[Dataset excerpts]
* * * *
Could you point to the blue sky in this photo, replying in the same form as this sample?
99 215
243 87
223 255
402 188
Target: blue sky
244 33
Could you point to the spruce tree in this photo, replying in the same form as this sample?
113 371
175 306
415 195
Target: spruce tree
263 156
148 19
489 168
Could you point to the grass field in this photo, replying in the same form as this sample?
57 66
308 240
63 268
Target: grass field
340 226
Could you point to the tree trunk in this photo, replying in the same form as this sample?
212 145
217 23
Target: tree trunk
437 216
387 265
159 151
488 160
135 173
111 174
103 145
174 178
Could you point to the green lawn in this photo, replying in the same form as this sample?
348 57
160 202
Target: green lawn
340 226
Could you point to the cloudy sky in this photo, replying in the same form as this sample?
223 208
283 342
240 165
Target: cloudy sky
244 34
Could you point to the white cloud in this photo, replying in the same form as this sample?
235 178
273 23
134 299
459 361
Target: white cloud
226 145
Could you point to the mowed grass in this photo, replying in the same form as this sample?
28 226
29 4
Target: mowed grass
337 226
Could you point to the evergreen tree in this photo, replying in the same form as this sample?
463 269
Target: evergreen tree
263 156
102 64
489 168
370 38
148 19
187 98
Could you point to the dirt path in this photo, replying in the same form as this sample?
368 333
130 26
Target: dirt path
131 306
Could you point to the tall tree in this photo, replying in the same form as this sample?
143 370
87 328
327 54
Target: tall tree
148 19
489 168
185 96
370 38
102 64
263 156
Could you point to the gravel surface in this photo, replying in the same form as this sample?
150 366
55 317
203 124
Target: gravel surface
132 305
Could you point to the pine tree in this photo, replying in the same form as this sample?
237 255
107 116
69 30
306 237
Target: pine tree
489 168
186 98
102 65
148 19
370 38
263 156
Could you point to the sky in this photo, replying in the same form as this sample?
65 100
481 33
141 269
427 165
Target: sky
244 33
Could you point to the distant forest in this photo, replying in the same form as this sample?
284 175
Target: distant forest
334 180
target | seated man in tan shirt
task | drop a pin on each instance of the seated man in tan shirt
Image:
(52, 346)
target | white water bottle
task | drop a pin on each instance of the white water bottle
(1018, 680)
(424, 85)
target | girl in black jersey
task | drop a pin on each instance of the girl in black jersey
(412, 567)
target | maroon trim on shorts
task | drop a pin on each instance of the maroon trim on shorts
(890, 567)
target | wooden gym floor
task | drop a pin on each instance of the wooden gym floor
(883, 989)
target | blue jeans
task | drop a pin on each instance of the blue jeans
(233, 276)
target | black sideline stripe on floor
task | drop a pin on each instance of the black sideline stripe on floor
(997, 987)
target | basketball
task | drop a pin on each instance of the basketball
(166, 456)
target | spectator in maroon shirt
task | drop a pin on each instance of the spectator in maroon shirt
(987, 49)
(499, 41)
* * * *
_WHAT IS REQUIRED_.
Output every entry shown above, exactly.

_YOUR RESPONSE_.
Could you point to the blue sky in this photo, replying in the same form as this sample?
99 215
243 87
223 255
402 188
Target: blue sky
244 33
Could you point to the spruce tree in this photo, replying in the same form as this sample?
113 371
175 306
415 195
Target: spruce tree
263 156
148 19
489 168
Could you point to the grass field in this photo, replying in the same form as this sample?
57 66
308 240
63 268
Target: grass field
340 226
Could you point to the tree trunk in this photo, replying in the same form as this sample?
212 145
217 23
Target: tree trunk
437 216
387 265
159 151
488 160
135 173
111 174
103 145
174 178
Could you point to the green lawn in this photo, replying in the same form as this sample?
348 57
160 202
Target: green lawn
340 226
Could you point to the cloudy sky in this photo, replying in the same form as this sample?
223 208
283 342
240 165
Target: cloudy sky
244 34
Could you point to the white cloud in this photo, replying in the same form as this sample?
235 178
273 23
134 299
459 361
Target: white cloud
226 145
Could you point to the mowed grass in this photo, replying in the same form as this sample?
28 226
29 4
Target: mowed grass
337 226
Could you point to the evergreen tree in this photo, replying in the same form as this sample?
463 269
Target: evergreen tree
263 156
102 64
489 168
370 38
148 19
187 98
Could you point to the dirt path in this photo, replying in the same form as this sample?
368 333
130 26
Target: dirt path
131 306
Could you point to the tall tree in this photo, replying in the same form as this sample?
143 370
87 328
327 54
Target: tall tree
148 19
489 168
185 96
370 38
102 64
263 156
Could you point to the gravel surface in this photo, replying in the same form as this sample?
150 366
55 317
203 124
Target: gravel surface
132 305
Could you point to the pine tree in this photo, replying in the same form as this sample?
237 255
107 116
69 30
306 237
Target: pine tree
489 168
186 98
102 65
148 19
370 38
263 156
Could you point to the sky in this photo, replying in the same form as this sample?
65 100
481 33
141 269
427 165
Target: sky
244 33
Could you point to the distant forest in this photo, replying in the same form as this sample?
284 175
Target: distant forest
334 180
target | seated man in tan shirt
task | drop a pin on each instance of the seated man in tan shirt
Image:
(52, 346)
target | white water bottle
task | drop a pin on each instance of the white water bottle
(1018, 680)
(424, 85)
target | girl in black jersey
task | drop a pin on each instance of the girl in black jersey
(412, 567)
target | maroon trim on shorts
task | drop a pin on each instance of the maroon trim on shorts
(890, 567)
target | wooden gym floor
task | drop a pin on each instance of the wooden gym floor
(883, 989)
target | blue jeans
task | drop a pin on each instance of the blue jeans
(233, 276)
target | black sideline stripe on floor
task | drop a pin on each instance of the black sideline stripe on floor
(997, 987)
target | basketball
task | drop a pin on each instance of the basketball
(166, 456)
target | spectator in maroon shirt
task | drop a pin on each instance of the spectator in maroon shirt
(987, 49)
(499, 41)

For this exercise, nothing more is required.